* EXERCISES *
a – In the passage about the spa refund, why did the writer choose not to stop payment on the debit card? Answer in one to three sentences.
b – Please answer these questions on the passage about the spa refund:
(i) How long did the writer haggle with the manager?
(ii) What amount did the manager say would be refunded?
(iii) Where did the writer say the experience would be written about?
c – Write out the part of the passage about the spa refund starting at "The manager said" and ending at "price to pay.".

That afternoon I spoke with the manager.  After haggling for twenty minutes, I informed her that I had written her company in compliance with the statute and that if I did not receive a refund, I would be filing suit in small claims court.  I also told her I was a writer and would write about my experience on my blog.  I did not think Pure Med Spa would like the negative publicity.

The manager said she would try to get me a refund.  After another wait, she called me back to tell me the fifty dollars would be refunded to my debit card.  I thanked her and hung up.  I did not stop payment on my debit card because I thought the matter would be handled and the cost to stop payment would have been twenty-five dollars.  It seemed a steep price to pay.

Twenty-five dollars would have been better than the nothing I have ever received from Pure Med Spa.  I honestly believe the manager in the store thought her company would refund the money.  Every time I spoke to her she was even more apologetic and her apologies were genuine.

* DATASET *
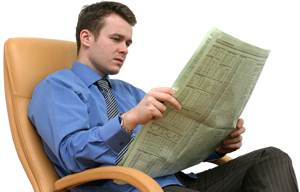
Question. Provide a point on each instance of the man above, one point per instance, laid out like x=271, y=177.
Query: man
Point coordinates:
x=87, y=120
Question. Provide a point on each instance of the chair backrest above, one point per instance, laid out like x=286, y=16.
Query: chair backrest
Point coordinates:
x=26, y=62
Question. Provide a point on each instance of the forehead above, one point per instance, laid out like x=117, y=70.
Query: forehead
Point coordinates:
x=116, y=24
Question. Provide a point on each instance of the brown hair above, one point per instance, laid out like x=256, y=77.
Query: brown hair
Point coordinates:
x=91, y=17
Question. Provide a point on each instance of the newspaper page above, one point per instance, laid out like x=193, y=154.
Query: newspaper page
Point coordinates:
x=213, y=89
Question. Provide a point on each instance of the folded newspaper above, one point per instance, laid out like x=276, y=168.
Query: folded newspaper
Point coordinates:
x=213, y=89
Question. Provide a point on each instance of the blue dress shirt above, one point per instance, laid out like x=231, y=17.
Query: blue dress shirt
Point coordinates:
x=69, y=112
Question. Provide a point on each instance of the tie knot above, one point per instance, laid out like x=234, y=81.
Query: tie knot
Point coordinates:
x=103, y=84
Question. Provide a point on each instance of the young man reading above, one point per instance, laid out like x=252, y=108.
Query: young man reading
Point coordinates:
x=87, y=120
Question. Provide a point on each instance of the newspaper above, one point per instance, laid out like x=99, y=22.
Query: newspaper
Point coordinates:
x=213, y=89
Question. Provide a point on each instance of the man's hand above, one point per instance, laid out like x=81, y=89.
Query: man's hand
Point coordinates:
x=235, y=143
x=151, y=107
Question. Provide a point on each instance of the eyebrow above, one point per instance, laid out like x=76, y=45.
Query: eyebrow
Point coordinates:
x=130, y=41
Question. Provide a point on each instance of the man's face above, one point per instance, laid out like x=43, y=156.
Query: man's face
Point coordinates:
x=108, y=54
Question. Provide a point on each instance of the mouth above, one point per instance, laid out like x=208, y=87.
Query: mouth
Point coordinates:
x=120, y=60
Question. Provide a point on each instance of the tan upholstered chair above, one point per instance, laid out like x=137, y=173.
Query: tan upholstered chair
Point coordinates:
x=26, y=62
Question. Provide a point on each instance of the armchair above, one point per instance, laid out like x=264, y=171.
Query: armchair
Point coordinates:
x=26, y=62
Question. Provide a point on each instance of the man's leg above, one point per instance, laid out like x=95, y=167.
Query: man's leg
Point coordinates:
x=267, y=169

* OUTPUTS BY TASK *
a – The writer thought the matter would be handled. Stopping payment would have cost twenty-five dollars, which seemed a steep price to pay.

b –
(i) Twenty minutes.
(ii) Fifty dollars.
(iii) On the writer's blog.

c –
The manager said she would try to get me a refund.  After another wait, she called me back to tell me the fifty dollars would be refunded to my debit card.  I thanked her and hung up.  I did not stop payment on my debit card because I thought the matter would be handled and the cost to stop payment would have been twenty-five dollars.  It seemed a steep price to pay.